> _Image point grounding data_

--- START ---

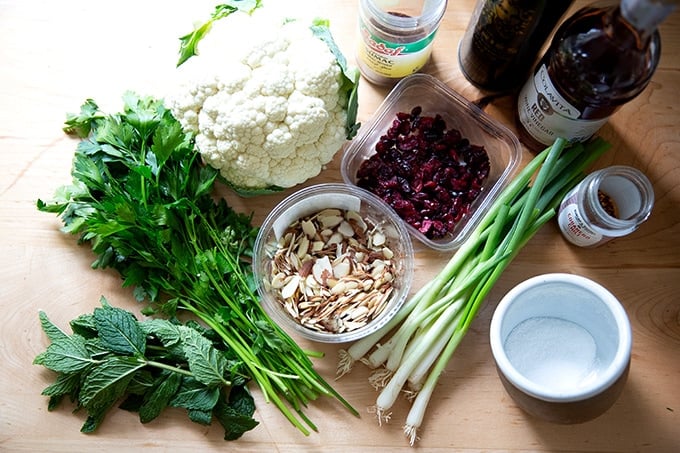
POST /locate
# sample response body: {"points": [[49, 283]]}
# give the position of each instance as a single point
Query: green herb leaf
{"points": [[192, 394], [67, 355], [159, 397], [236, 414], [119, 331], [107, 382], [205, 362], [81, 124]]}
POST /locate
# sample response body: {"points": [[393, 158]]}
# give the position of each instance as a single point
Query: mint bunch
{"points": [[145, 366]]}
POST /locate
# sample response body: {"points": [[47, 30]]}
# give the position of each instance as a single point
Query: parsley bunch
{"points": [[142, 198]]}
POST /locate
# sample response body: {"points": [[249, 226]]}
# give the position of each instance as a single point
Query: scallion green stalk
{"points": [[419, 342]]}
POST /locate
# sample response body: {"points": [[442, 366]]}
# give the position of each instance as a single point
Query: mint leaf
{"points": [[119, 331], [201, 417], [205, 362], [166, 332], [156, 400], [53, 332], [192, 394], [107, 382], [66, 355], [236, 414], [66, 384]]}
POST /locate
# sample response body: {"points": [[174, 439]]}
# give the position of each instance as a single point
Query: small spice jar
{"points": [[396, 36], [607, 204]]}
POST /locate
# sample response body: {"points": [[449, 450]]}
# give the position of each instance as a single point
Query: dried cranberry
{"points": [[429, 174]]}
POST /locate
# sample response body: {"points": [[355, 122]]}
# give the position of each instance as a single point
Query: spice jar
{"points": [[607, 204], [396, 36]]}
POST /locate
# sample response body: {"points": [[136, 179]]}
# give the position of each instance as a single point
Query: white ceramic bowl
{"points": [[562, 346], [311, 200]]}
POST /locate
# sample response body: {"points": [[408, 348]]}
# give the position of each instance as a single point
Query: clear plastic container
{"points": [[309, 201], [607, 204], [501, 145]]}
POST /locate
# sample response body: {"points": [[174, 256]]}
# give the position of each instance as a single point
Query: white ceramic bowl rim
{"points": [[605, 379], [341, 196]]}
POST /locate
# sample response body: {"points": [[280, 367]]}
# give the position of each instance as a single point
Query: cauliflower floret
{"points": [[274, 117]]}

--- END ---

> _Task brief_
Copy out, in full, each line above that has the word "body" in it.

> _Solution_
# sample response body: {"points": [[49, 283]]}
# sample response body: {"points": [[393, 158]]}
# sample response body: {"points": [[47, 30]]}
# sample response body: {"points": [[249, 226]]}
# sample response body: {"points": [[442, 366]]}
# sample response body: {"points": [[174, 439]]}
# sample response body: {"points": [[449, 450]]}
# sample response body: {"points": [[355, 122]]}
# sample response body: {"points": [[136, 179]]}
# sample response body: {"points": [[408, 348]]}
# sample response body: {"points": [[174, 256]]}
# sample response body: {"points": [[280, 367]]}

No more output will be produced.